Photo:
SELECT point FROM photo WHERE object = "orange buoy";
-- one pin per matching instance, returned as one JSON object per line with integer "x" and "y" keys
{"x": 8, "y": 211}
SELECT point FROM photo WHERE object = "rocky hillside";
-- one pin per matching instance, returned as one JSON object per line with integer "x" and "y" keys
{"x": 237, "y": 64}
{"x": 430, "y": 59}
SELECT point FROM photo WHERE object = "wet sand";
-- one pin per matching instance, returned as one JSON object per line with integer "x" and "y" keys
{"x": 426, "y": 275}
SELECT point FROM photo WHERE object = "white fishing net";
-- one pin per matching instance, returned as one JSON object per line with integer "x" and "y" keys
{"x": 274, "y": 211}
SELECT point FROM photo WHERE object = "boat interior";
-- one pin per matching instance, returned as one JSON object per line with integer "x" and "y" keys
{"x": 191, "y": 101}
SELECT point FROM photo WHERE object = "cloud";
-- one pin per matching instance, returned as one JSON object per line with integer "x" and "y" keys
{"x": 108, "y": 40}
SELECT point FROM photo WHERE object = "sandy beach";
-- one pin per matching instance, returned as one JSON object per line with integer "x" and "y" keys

*-*-*

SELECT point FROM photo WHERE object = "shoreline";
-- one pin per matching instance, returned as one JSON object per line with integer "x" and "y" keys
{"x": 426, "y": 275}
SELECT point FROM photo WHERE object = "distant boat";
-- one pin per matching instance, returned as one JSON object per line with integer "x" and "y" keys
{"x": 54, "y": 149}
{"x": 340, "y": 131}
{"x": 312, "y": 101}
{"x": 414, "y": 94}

*-*-*

[What needs to be done]:
In how many lines of the records does the word "SELECT" appear? Answer with the number only.

[Written reply]:
9